>> BEGIN TEXT PASSAGE

Review
There were two films made about the infamous Hole-In-The-Wall Gang in 1969. The first of these,
Sam Peckinpah's
The Wild Bunch was a brilliantly bloody affair which, with its hi-tech killing and gangsters dressed as US servicemen, seemed to have something to say about America's involvement in Vietnam. The other film, George Roy Hill's
Butch Cassidy And The Sundance was a far more sedate, far less corpuscle-packed affair, which revelled in the romance rather than the reality of the Old West - while the Bunch's anti-heroes are whore-screwing, women-beating sons-of-bitches, Paul Newman's Butch and Robert Redford's Sundance are the sort of outlaws you could bring home to meet your parents.
With Peckinpah's film being so far ahead of the game, it was little wonder that Hill's picture triumphed over it at the Oscars - Butch picked up four gongs to the Bunch's pair of nominations. But while history has elevated Peckinpah's film to deserved classic status, the lighter, brighter Butch Cassidy also occupies an important station in cinema's evolution, what with it marking the birth of the buddy movie.

>> END TEXT PASSAGE

■ STATED TASK 1 ■
Retype the film review's wording between "With Peckinpah's film" and "the buddy movie.", inclusive.

>> BEGIN EXTRACTED RECORDS

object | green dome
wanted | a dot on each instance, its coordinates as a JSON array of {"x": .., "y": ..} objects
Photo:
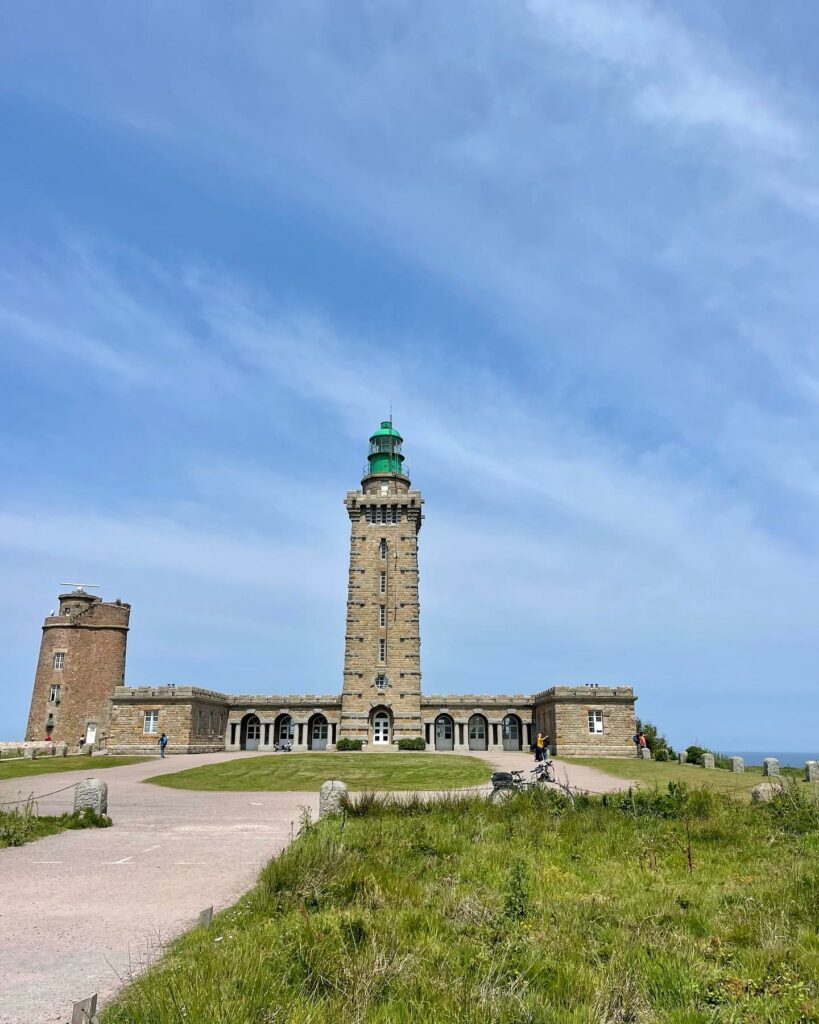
[{"x": 385, "y": 451}]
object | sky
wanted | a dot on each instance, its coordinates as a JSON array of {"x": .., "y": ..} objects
[{"x": 572, "y": 245}]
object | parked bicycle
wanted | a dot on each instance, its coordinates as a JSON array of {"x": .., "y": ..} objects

>> END EXTRACTED RECORDS

■ STATED TASK 2 ■
Echo every one of the rows above line for line, omitting the pictures.

■ ANSWER 1 ■
With Peckinpah's film being so far ahead of the game, it was little wonder that Hill's picture triumphed over it at the Oscars - Butch picked up four gongs to the Bunch's pair of nominations. But while history has elevated Peckinpah's film to deserved classic status, the lighter, brighter Butch Cassidy also occupies an important station in cinema's evolution, what with it marking the birth of the buddy movie.

■ ANSWER 2 ■
object | green dome
wanted | a dot on each instance, its coordinates as a JSON array of {"x": .., "y": ..} objects
Photo:
[{"x": 385, "y": 451}]
object | sky
wanted | a dot on each instance, its coordinates as a JSON array of {"x": .., "y": ..} objects
[{"x": 572, "y": 245}]
object | parked bicycle
wanted | a dot on each instance, its coordinates as a JSON array of {"x": .., "y": ..} objects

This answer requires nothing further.